▶ 阅读材料:
────────────────────
熟悉代码
腾哥给了些任务
通读完judger的核心代码,跟黄学长联系修改完OLE,就开始尝试研究命令行启动的线程模型优化。(因为judger的代码在github上是公开的,so我这里就直接贴腾哥的代码啦)
@author:张腾学长
public class CommandExecutor {
// CPU 池
private final Queue<Integer> cpuPool;
// 线程池
private final CompletionService<CommandExecuteResult> threadPool;
/**
* @Description 提交一个异步任务
**/
public void submit(Command command) {
threadPool.submit(new CommandThread(command, cpuPool));
}
/**
* @Description 获取一个任务的执行结果,顺序任意取决于任务完成顺序
* @return cn.edu.sdu.qd.oj.judger.dto.CommandExecResult
**/
public CommandExecuteResult take() throws InterruptedException, ExecutionException {
return threadPool.take().get();
}
public CommandExecutor() {
// 初始化 cpu 池,从本机配置文件中读取运行的核心都有哪些
cpuPool = new LinkedBlockingDeque<>(CpuConfig.getCpuSet());
// 初始化线程池
threadPool = new ExecutorCompletionService<>(new ThreadPoolExecutor(
cpuPool.size(),
cpuPool.size(),
0,
TimeUnit.SECONDS,
new LinkedBlockingQueue<>(1024),
new ThreadPoolExecutor.CallerRunsPolicy())
);
log.info("init threadPool {}", cpuPool.size());
}
private static class CommandThread implements Callable<CommandExecuteResult> {
private final Command command;
private final Queue<Integer> cpuPool;
public CommandThread(Command command, Queue<Integer> cpuPool) {
this.command = command;
this.cpuPool = cpuPool;
}
@Override
public CommandExecuteResult call() throws Exception {
log.info("exec {}", command.toString());
Integer coreNo = null;
try {
coreNo = cpuPool.poll();
log.info("cpu consume {}", coreNo);
return command.run(coreNo != null ? coreNo : 0);
} finally {
log.info("cpu release {}", coreNo);
if (coreNo != null) {
cpuPool.offer(coreNo);
}
}
}
}
}
cpupool是cpu核心池,通过读取本机的cpu配置文件获得,是一些离散的数字,所以用双端队列储存,从头取,运行结束放回到队伍尾部。
@author:张腾学长
public class SandboxRunner {
private static final String SANDBOX_PATH = "/usr/bin/sandbox";
public static SandboxResultDTO run(String cwd, Argument... args) throws SystemErrorException {
return run(CpuConfig.getCpuSet().iterator().next(),cwd, args);
}
public static SandboxResultDTO run(int coreNo, String cwd, Argument... args) throws SystemErrorException {
List<String> commandList = new ArrayList<>();
commandList.add("sudo");
commandList.add("taskset");
commandList.add("-c");
commandList.add(String.valueOf(coreNo));
commandList.add(SANDBOX_PATH);
for (Argument arg : args) {
if (arg == null || arg.value == null) {
continue;
}
if (arg.key.clz == String.class) {
commandList.add(String.format("--%s=\"%s\"", arg.key, arg.value));
} else if (arg.key.clz == String[].class) {
String[] values = (String[]) arg.key.clz.cast(arg.value);
for (String value : values) {
commandList.add(String.format("--%s=\"%s\"", arg.key, value));
}
} else {
commandList.add(String.format("--%s=%s", arg.key, arg.value));
}
}
ProcessUtils.ProcessStatus processStatus = ProcessUtils.cmd(cwd, commandList.toArray(new String[0]));
if (processStatus.exitCode != 0) {
throw new SystemErrorException(String.format("Sandbox exits abnormally: %d", processStatus.exitCode));
}
log.info("\nsandbox output: {}", processStatus.output);
return JSON.parseObject(processStatus.output, SandboxResultDTO.class);
}
}
这边是启动命令行taskset绑定对应运行核心,cwd对应的是题目的设置。
────────────────────
数据集节选
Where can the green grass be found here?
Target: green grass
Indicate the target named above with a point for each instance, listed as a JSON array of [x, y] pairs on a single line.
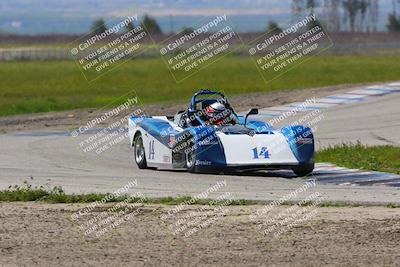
[[358, 156], [27, 192], [29, 87]]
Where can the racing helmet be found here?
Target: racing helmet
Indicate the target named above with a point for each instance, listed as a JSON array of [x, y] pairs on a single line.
[[217, 114]]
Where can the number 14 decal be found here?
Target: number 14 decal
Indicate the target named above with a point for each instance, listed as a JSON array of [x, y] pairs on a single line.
[[263, 153]]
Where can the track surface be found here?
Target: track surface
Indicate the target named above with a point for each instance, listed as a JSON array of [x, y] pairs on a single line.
[[55, 158]]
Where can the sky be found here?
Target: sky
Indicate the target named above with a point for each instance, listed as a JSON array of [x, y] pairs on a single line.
[[76, 16]]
────────────────────
▶ 练习题目 1:
请将阅读材料中的这句话译成英文:"cpupool是cpu核心池,通过读取本机的cpu配置文件获得,是一些离散的数字,所以用双端队列储存,从头取,运行结束放回到队伍尾部。"
▶ 练习题目 2:
找出阅读材料代码中 log.info 调用所用的全部日志格式字符串,逐一列出。
以上各行数据作答时用不到。

▶ 参考答案 1:
cpupool is the CPU core pool. It is obtained by reading the local machine's CPU configuration file and consists of some discrete numbers, so it is stored in a double-ended queue: cores are taken from the head and, once a run finishes, put back at the tail of the queue.

▶ 参考答案 2:
1. "init threadPool {}"
2. "exec {}"
3. "cpu consume {}"
4. "cpu release {}"
5. "\nsandbox output: {}"